→ PEDIDO ESCRITO 1:
Responde estas preguntas sobre el texto de la película El Violín:
(a) ¿Quién escribió, produjo y dirigió El Violín?
(b) ¿Cuántas personas vieron la función de las siete el miércoles de descuento?
(c) ¿Qué selecciones nacionales jugaron el partido de futbol de esa noche?

Pintar un violín



El Violín, película mexicana escrita, producida y dirigida por Francisco Vargas Quevedo, estuvo esta semana en la cartelera victorense. Y había que aprovechar para verla en la pantalla grande, pues ese tipo de películas muy poco se programan en este sucio agujero. He mencionado esto otras veces y también he dicho que a nadie debería sorprenderle esa situación si las salas donde se proyecta este cine permanecen vacías. Anoche por ejemplo, que era miércoles de descuento, había cuatro espectadores -incluyéndome- en la función de las siete. En la anterior hubo tan sólo dos.


Desde luego, algo debió influir la programación de los estrenos veraniegos que abarrotaron las salas del cinépolis y mmcinemas. Entre Shrek Tercero (que se queda muy por debajo de la anterior), Ratatoullie (bastante decente), Duro de Matar 4.0 (no más, no menos que las otras 3 del detective McClane) y Los 4 Fantásticos y El Deslizador de Plata (de plano, me negué a verla), iba a estar muy difícil que se colaran hasta aquella sala los que van al cine sin un plan. Seguro que, al menos anoche, algo debió influir también el partido de futbol entre las selecciones nacionales de México y Argentina. Con todo y eso, está muy claro que el público victorense prefiere ignorar las opciones donde de algún modo se lea "Cine hecho en México" o "Premiada en festival de cine".

→ MATERIAL ENTREGADO:
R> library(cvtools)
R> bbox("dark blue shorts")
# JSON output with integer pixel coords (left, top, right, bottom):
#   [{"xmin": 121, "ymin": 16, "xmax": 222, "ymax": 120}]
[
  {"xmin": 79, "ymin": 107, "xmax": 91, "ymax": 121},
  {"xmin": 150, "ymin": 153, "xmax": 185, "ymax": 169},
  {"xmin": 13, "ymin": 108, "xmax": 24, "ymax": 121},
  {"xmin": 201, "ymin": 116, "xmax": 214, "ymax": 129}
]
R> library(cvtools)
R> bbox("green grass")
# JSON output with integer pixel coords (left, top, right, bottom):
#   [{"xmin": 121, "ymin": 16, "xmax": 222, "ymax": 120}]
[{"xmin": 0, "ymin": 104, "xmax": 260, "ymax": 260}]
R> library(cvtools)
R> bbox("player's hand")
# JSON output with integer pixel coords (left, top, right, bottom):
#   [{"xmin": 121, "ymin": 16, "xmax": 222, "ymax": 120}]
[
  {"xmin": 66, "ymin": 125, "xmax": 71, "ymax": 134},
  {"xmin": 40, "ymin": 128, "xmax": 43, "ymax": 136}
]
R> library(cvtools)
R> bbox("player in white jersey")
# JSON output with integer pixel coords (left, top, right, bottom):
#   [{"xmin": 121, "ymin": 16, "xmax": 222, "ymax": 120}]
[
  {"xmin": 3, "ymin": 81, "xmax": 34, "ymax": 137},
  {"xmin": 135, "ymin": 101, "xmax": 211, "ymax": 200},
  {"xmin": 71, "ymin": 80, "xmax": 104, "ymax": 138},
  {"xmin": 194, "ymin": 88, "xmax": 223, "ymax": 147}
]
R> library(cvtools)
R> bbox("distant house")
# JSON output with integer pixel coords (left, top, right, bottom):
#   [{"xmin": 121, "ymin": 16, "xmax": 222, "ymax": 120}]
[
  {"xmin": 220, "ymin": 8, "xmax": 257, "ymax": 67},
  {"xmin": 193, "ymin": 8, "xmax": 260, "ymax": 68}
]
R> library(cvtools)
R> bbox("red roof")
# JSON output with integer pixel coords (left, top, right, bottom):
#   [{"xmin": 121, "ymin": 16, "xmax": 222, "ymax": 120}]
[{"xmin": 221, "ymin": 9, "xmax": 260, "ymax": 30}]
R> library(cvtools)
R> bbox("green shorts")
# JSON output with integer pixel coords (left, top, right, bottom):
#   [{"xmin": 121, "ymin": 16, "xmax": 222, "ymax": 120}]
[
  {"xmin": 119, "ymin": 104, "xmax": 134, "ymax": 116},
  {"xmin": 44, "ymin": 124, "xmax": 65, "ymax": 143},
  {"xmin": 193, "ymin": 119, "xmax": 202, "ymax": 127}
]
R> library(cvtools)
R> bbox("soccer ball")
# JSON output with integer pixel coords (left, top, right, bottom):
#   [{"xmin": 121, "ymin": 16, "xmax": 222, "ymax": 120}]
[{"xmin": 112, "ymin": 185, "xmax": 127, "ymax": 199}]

→ PEDIDO ESCRITO 2: Busca en los registros todas las líneas que contienen la palabra "bbox" y cópialas. Se distinguen mayúsculas y minúsculas.

→ RESPUESTA 1:
(a) Francisco Vargas Quevedo.
(b) Cuatro, contando a quien escribe el texto.
(c) Las de México y Argentina.

→ RESPUESTA 2:
R> bbox("dark blue shorts")
R> bbox("green grass")
R> bbox("player's hand")
R> bbox("player in white jersey")
R> bbox("distant house")
R> bbox("red roof")
R> bbox("green shorts")
R> bbox("soccer ball")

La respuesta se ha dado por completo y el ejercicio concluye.